> SOURCE DOCUMENT
The framework we'll be using in TOOL (which is the same as in many
object-oriented systems) includes basically the same ideas as we've
already seen, although with different terminology. An object's
behavior is defined by its class--the object is said to be an
instance of the class. All instances of a class have identical
behavior, except for information held in a set of specified
slots, which provides the local state for the instance. Following
Dylan, we'll use the convention of naming classes with names that are
enclosed in angle brackets, for example <account> or
<number>.
The define-class special form creates a new class. You specify the name of the class, the class's superclass, and the names for the slots. In TOOL, every class has a superclass, whose behavior (and slots) it inherits. There is a predefined class called <object> that is the most general kind of object. Every TOOL class has <object> as an ancestor. Once you have defined a class, you use the special form make to create instances of it. Make takes the class as argument, together with a list that specifies values for the slots. The order in which the slots and values are listed does not matter, since each slot is identified by name. For example, we can specify that a ``cat'' is a kind of object that has a size and a breed, and then create an instance of <cat>. Note the use of the get-slot procedure to obtain the value in a designated slot.
Tool==> (define-class <cat> <object> size breed) ;;; Tool value: (defined class: <cat>) Tool==> (define garfield (make <cat> (size 6) (breed 'weird))) ;;; Tool value: ok Tool==> (get-slot garfield 'breed) ;;; Tool value: weird
Tool doesn't have ordinary procedures. Rather, it has generic-functions, which do different things depending upon the classes of their arguments. A generic function is defined using the special form define-generic-function:
Tool==> (define-generic-function 4-legged?) ;;; Tool value: (defined generic function: 4-legged?)
You can think of a newly defined generic function as an empty table to be filled in with methods. You use define-method to specify methods for a generic function that determine its behavior on various classes.
Tool==> (define-method 4-legged? ((x <cat>))
true)
;;; Tool value: (added method to generic function: 4-legged?)
Tool==> (define-method 4-legged? ((x <object>))

> WHAT YOU NEED TO DO
From the TOOL passage above, copy verbatim the portion that opens with the words containing "You can think" and closes with "4-legged? ((x <object>))".

> SUPPLIED INFORMATION

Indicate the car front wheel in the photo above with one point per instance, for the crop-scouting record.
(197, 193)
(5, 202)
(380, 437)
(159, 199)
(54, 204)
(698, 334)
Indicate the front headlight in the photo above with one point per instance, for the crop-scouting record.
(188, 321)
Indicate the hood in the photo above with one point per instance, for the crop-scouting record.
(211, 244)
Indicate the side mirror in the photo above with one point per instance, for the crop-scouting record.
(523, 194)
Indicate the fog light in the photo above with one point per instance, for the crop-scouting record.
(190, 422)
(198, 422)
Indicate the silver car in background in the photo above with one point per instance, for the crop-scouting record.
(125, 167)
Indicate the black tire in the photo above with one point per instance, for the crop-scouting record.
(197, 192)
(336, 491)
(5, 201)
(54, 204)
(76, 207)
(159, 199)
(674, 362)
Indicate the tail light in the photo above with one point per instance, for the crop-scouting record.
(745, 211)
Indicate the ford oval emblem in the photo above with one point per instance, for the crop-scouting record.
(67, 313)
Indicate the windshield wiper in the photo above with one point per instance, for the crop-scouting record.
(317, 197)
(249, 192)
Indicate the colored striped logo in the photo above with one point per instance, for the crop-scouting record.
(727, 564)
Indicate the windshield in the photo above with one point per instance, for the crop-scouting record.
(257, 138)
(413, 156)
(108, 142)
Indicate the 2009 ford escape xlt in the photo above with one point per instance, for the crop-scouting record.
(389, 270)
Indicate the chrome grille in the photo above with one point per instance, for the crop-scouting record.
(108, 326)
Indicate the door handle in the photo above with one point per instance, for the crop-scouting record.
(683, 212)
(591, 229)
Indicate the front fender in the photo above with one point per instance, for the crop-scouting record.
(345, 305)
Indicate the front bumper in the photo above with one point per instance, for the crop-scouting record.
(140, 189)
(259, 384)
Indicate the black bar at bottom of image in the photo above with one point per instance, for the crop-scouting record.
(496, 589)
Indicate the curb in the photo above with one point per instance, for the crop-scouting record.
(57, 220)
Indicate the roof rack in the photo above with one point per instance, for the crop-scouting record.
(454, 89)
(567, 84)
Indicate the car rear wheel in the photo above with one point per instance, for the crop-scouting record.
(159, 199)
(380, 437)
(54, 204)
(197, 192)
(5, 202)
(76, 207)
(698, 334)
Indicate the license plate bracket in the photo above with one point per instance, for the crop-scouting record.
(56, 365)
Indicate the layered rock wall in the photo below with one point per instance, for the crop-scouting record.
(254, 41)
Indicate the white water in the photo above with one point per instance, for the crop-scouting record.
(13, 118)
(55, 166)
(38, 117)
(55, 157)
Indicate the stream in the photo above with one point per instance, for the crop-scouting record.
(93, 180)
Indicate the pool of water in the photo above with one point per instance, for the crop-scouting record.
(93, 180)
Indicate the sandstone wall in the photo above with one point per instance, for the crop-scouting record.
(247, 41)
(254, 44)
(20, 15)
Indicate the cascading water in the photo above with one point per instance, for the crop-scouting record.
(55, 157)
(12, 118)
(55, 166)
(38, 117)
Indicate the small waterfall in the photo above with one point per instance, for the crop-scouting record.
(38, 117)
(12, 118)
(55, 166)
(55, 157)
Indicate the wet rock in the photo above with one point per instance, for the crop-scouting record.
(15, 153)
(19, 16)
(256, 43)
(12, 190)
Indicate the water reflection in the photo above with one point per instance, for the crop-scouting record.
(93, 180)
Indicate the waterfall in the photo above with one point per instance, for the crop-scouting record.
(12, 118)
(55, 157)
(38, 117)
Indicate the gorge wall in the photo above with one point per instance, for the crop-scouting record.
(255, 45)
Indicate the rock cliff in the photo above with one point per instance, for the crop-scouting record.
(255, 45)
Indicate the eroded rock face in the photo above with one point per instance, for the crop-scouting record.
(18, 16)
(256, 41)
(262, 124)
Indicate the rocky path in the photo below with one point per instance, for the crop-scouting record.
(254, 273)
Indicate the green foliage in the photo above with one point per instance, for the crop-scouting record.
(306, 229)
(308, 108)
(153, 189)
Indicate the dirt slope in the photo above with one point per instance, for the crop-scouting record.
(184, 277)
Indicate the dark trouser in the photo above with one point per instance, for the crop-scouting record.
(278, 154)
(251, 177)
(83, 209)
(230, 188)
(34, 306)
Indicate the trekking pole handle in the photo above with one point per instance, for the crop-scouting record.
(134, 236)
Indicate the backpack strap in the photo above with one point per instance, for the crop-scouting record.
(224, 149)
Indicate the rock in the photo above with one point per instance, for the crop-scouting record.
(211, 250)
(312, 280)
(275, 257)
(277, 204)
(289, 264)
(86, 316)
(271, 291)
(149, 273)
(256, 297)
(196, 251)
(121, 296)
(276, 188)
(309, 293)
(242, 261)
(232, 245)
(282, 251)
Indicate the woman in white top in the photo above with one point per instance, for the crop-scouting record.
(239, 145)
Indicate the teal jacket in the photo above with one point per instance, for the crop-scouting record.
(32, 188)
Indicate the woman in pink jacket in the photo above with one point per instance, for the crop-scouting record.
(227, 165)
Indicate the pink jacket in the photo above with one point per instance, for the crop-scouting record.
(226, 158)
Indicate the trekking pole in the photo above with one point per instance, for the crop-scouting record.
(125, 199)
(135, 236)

> PROBLEM SOLUTION
You can think of a newly defined generic function as an empty table to be filled in with methods. You use define-method to specify methods for a generic function that determine its behavior on various classes.
Tool==> (define-method 4-legged? ((x <cat>))
true)
;;; Tool value: (added method to generic function: 4-legged?)
Tool==> (define-method 4-legged? ((x <object>))